## Objective
Repeat every line below exactly as it reads.
>> START
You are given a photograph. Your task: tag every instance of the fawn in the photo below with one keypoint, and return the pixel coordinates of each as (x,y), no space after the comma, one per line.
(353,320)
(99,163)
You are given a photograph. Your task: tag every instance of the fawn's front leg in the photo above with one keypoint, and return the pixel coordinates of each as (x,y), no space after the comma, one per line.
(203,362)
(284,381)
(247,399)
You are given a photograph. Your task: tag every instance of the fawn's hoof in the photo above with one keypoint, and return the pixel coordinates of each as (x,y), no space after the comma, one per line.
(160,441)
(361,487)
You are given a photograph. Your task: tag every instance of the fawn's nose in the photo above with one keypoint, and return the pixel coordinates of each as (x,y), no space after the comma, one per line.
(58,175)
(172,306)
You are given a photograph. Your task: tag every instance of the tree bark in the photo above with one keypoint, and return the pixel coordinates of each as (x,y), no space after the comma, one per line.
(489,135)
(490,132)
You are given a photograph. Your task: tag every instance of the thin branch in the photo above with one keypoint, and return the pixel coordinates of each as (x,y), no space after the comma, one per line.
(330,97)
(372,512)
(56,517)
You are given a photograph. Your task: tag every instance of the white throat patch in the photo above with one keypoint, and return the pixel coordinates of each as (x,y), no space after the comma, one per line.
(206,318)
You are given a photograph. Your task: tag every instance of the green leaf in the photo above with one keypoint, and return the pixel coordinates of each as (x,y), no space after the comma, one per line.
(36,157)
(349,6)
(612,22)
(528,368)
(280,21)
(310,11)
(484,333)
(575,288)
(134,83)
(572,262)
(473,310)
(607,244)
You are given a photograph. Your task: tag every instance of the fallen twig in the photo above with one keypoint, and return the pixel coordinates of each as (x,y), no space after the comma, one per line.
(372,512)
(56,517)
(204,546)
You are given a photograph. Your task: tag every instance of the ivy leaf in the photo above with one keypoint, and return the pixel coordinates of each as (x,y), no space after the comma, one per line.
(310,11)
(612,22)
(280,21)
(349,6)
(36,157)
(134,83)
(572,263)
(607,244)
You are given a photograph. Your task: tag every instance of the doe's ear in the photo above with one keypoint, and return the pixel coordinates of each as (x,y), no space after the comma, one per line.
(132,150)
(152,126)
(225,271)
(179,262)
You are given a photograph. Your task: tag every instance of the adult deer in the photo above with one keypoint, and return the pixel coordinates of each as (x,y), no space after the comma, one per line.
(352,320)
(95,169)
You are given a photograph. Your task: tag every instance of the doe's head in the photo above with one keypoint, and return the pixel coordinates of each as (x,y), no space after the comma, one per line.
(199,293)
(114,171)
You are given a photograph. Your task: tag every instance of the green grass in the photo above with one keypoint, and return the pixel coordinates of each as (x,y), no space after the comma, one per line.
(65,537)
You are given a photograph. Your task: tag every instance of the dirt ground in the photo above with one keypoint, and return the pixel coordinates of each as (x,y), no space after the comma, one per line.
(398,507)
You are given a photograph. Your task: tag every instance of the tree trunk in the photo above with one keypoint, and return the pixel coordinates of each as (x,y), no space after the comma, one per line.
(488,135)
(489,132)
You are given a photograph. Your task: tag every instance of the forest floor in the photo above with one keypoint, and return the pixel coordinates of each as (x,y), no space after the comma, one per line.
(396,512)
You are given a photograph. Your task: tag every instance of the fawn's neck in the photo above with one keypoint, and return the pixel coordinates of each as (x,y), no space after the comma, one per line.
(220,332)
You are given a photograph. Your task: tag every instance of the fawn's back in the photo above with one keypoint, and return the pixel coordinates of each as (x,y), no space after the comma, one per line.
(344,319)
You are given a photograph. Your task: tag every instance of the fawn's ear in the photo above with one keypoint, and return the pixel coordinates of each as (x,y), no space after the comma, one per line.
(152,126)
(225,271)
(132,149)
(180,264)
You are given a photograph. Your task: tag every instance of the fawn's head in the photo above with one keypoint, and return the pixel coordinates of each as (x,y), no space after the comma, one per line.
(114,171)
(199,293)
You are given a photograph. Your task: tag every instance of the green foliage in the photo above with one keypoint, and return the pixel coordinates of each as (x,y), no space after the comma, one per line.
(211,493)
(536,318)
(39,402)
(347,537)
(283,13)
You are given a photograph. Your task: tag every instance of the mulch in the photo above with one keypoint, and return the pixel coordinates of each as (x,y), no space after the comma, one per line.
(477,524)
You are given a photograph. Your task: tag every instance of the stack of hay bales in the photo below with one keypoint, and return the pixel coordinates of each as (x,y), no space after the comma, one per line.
>> END
## Reply
You are given a photograph. Your task: tag every instance of the fawn in the photo below with one keypoint, and return the pixel coordinates of each as (x,y), no space after the comma, one per line.
(353,320)
(99,163)
You are given a photograph. Your task: tag every instance of the fawn's front leg in the photo above with one keypoint, and return the pixel coordinates of each as (x,y), no space after the comma, one per line.
(203,362)
(284,381)
(247,399)
You are given a photograph. Your task: tag every instance of the fawn's hoof in the photo above with one keypoint, and return the pixel coordinates of each as (x,y), no space after the comma, one per line.
(160,441)
(361,487)
You are given a photograph. Your task: tag every instance of the fawn's nose in the photo above with one keypoint, and return the pixel coordinates of each as (x,y), no space after the comma, one per line.
(58,175)
(172,306)
You are given a photograph. Your task: tag every instance of the tree bark in the photo above with one keypoint, and return the pixel coordinates of each as (x,y), no space after the comma, one per line.
(489,135)
(490,132)
You are given a photograph. Your task: tag every instance of the thin branch in the photo above with one keypoint, and return the pixel coordinates of each as (x,y), no space after the comma, one per line.
(330,97)
(372,512)
(56,517)
You are given a photograph. Your task: tag every instance of the white throat patch in the photo above with one keypoint, and return the pixel coordinates of each as (x,y), no space after the comma, one per line.
(206,318)
You are given a photograph. Your task: tag every instance of the green leaf in the photo above with one keypoint, and return the pixel coordinates of each as (x,y), no space after the comma, one per line.
(36,157)
(349,6)
(612,22)
(528,368)
(280,21)
(310,11)
(484,333)
(575,288)
(134,83)
(572,262)
(473,310)
(607,244)
You are given a photograph. Your task: tag every instance of the fallen twig in the photo above with one keypoint, and return the pixel coordinates of each as (x,y), no space after the comma, one per line.
(372,512)
(56,517)
(204,546)
You are given a photograph. Your task: tag every instance of the ivy leaf in the photo above with one keypoint, and return the pixel coordinates of each as (x,y), no space after the comma, one per line.
(310,11)
(612,22)
(280,21)
(349,6)
(36,157)
(134,83)
(572,263)
(607,244)
You are given a photograph. Your task: tag every instance of the doe's ear in the photo above with one keypoint, and return the pixel coordinates of each as (x,y), no space after the comma, one per line.
(132,150)
(152,126)
(225,271)
(179,262)
You are given a photograph. Your task: tag every instance of the adult deer in the photo above with one keypoint, and return the pixel coordinates of each as (x,y), no space after the comma, one per line.
(352,320)
(95,169)
You are given a photograph. Your task: tag every instance of the doe's head in the photo above with one keypoint, and return the pixel coordinates of each as (x,y), no space after the comma, one per line.
(199,293)
(114,171)
You are given a photograph. Your task: tag every instance of the green grass in the photo above with one keypoint, and return the pixel coordinates of each as (x,y), no space after the comma, one per line.
(65,537)
You are given a photograph. Your task: tag every instance of the dirt ground in the photo above with one keypoint, and return the pixel coordinates of each as (x,y), no space after the comma, one per line.
(398,507)
You are given a photograph. Your task: tag every instance of the tree trunk in the photo above with one keypoint, and return the pixel coordinates of each as (x,y), no space after the comma, one per line.
(488,135)
(489,132)
You are given a photograph. Your task: tag every instance of the forest floor in the photo above with one keypoint, and return the pixel coordinates of each as (x,y), no space after the comma, one per line.
(396,512)
You are given a photograph. Your task: tag every instance of the fawn's neck in the photo above with one keypoint, and return the pixel coordinates of each as (x,y), no space after the comma, one per line.
(220,332)
You are given a photograph. Your task: tag every instance of the fawn's back in the photo above with one keypoint, and return the pixel coordinates of each as (x,y), no space after the comma, one per line.
(344,319)
You are given a photograph. Your task: tag every instance of the fawn's ear in the photo above with one keypoint, and return the pixel coordinates of each as (x,y), no space after the comma, one per line.
(152,126)
(225,271)
(132,149)
(180,264)
You are given a photograph. Your task: tag every instance of the fawn's head in the photo above with one keypoint, and return the pixel coordinates of each as (x,y), no space after the comma, one per line.
(114,171)
(199,293)
You are given a photograph. Your task: tag every instance of the green foliage in the photo above with one keypoint, and return the pixel coordinates of each as (x,y), no space after the comma, one per line.
(211,493)
(536,318)
(39,402)
(347,537)
(283,13)
You are given a photograph. Your task: tag every instance of the mulch in the photo above with one keypoint, and return the pixel coordinates of each as (x,y), no space after the comma, one per line.
(477,524)
You are given a photograph. Your task: tag every instance of the stack of hay bales in the photo below with one keypoint, and return the pixel coordinates of each as (x,y), no space after the comma, one per line.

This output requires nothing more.